- RECORD EXCERPTS:
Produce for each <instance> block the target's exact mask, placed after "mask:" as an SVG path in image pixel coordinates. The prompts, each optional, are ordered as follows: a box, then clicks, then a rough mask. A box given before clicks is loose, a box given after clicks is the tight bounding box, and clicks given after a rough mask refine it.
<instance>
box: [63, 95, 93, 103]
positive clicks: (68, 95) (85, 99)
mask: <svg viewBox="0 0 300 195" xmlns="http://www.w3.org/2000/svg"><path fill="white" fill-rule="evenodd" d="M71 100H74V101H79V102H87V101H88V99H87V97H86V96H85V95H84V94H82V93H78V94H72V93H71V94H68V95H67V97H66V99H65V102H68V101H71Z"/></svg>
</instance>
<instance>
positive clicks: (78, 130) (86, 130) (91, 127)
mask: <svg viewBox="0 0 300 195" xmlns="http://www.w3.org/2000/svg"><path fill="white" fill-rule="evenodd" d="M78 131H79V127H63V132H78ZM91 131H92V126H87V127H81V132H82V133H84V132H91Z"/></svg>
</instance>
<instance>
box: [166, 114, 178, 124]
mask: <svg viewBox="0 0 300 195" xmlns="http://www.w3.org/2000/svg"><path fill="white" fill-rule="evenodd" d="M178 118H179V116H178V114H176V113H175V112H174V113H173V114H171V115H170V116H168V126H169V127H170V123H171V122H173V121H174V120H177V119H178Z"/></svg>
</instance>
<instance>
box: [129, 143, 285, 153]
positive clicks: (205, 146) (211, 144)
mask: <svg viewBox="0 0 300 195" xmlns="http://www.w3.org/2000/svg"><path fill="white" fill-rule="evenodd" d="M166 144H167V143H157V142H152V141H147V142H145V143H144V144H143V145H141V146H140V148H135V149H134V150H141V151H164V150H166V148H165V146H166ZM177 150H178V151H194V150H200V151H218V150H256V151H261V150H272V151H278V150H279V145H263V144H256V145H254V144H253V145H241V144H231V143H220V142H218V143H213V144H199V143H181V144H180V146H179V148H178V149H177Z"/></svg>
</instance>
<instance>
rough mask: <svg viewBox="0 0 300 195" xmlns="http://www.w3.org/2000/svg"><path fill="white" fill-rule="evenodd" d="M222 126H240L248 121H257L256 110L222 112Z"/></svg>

- TASK DETAILS:
Return only the number of lines above that include the word "rough".

- SOLUTION BELOW:
2